**What needs to be done:** Reproduce only the lines of the listing between the line holding "search for dark" and the line holding "(161, 208), (364, 459)", inclusive, requests included. Scale every bounding-box coordinate in the answers by 1.25 and round to whole numbers with halves rounded up, leaving the requests and their format samples unchanged.

**Region labeling records:**

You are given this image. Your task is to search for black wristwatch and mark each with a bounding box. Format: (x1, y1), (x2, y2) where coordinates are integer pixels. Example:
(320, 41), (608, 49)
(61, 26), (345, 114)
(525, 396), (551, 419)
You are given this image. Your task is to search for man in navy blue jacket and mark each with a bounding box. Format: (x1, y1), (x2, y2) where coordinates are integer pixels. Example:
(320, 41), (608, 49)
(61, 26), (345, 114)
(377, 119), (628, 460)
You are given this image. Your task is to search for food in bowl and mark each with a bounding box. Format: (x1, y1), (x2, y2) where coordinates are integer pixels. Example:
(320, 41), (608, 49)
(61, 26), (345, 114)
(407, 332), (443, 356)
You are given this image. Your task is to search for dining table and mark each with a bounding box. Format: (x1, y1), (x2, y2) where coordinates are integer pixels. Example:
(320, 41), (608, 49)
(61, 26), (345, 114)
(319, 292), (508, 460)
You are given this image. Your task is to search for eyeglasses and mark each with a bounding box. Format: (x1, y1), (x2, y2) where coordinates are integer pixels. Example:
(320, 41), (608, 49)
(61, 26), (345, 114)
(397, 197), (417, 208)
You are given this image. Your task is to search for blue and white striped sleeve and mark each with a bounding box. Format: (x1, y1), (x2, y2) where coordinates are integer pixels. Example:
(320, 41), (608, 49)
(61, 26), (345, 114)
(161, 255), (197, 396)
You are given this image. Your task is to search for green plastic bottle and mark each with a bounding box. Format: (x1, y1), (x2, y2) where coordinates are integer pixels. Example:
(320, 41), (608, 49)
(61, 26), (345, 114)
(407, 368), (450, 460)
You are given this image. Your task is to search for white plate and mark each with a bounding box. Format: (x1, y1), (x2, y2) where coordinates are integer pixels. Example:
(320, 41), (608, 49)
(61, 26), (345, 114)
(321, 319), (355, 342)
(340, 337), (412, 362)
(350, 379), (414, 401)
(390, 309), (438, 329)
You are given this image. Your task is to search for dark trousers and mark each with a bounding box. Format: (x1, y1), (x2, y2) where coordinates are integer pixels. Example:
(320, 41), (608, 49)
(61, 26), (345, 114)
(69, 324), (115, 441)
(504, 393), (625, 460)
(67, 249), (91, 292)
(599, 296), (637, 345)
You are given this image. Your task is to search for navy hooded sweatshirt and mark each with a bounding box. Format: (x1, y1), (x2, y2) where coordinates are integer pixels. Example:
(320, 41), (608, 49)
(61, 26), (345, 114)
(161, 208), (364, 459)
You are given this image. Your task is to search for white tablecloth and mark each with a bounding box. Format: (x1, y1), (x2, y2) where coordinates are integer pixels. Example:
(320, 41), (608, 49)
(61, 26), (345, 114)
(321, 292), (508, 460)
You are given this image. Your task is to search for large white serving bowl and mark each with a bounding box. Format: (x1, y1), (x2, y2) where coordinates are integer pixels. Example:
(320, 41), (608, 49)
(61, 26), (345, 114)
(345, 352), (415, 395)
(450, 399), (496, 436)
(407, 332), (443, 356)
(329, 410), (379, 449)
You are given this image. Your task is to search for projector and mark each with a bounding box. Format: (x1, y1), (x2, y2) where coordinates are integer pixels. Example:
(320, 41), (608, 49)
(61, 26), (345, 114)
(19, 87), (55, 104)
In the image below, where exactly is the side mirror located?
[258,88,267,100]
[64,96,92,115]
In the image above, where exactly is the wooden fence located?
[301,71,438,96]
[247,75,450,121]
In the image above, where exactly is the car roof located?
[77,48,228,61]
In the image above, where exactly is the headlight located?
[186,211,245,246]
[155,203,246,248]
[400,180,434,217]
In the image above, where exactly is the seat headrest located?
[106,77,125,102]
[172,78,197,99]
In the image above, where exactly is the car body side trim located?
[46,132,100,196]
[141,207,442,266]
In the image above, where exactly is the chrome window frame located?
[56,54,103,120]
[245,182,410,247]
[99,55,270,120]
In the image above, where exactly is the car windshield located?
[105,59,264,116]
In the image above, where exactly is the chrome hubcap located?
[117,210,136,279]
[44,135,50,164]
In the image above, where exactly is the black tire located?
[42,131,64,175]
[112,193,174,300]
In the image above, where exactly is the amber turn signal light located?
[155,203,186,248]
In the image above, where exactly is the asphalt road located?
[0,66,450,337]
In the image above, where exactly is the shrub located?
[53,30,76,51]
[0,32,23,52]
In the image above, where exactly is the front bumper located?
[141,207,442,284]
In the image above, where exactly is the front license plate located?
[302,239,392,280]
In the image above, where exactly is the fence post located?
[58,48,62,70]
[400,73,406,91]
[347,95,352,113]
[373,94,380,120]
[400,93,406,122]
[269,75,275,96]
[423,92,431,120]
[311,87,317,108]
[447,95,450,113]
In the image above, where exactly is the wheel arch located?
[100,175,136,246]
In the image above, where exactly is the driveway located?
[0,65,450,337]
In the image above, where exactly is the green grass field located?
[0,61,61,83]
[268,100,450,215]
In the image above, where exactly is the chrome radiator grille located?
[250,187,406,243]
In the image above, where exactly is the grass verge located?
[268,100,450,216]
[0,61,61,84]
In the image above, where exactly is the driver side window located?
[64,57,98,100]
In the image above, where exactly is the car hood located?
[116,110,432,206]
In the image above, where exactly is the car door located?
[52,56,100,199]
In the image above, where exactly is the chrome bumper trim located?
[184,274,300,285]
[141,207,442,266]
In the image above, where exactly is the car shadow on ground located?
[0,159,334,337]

**In response:**
You are given this image. Your task is to search for dark trousers and mark each with a bounding box. Format: (x1, y1), (x2, y2) where coordinates are integer pixels. Example:
(320, 41), (608, 49)
(61, 26), (345, 114)
(86, 405), (144, 551)
(630, 491), (781, 575)
(84, 311), (114, 365)
(749, 370), (796, 431)
You are given this image. Your task is to search for navy hooded sweatshirt and mark each with a bounding box. Format: (x1, y1), (x2, y2) where coordinates are integer pixels. Example:
(320, 41), (608, 49)
(61, 26), (345, 114)
(201, 260), (455, 574)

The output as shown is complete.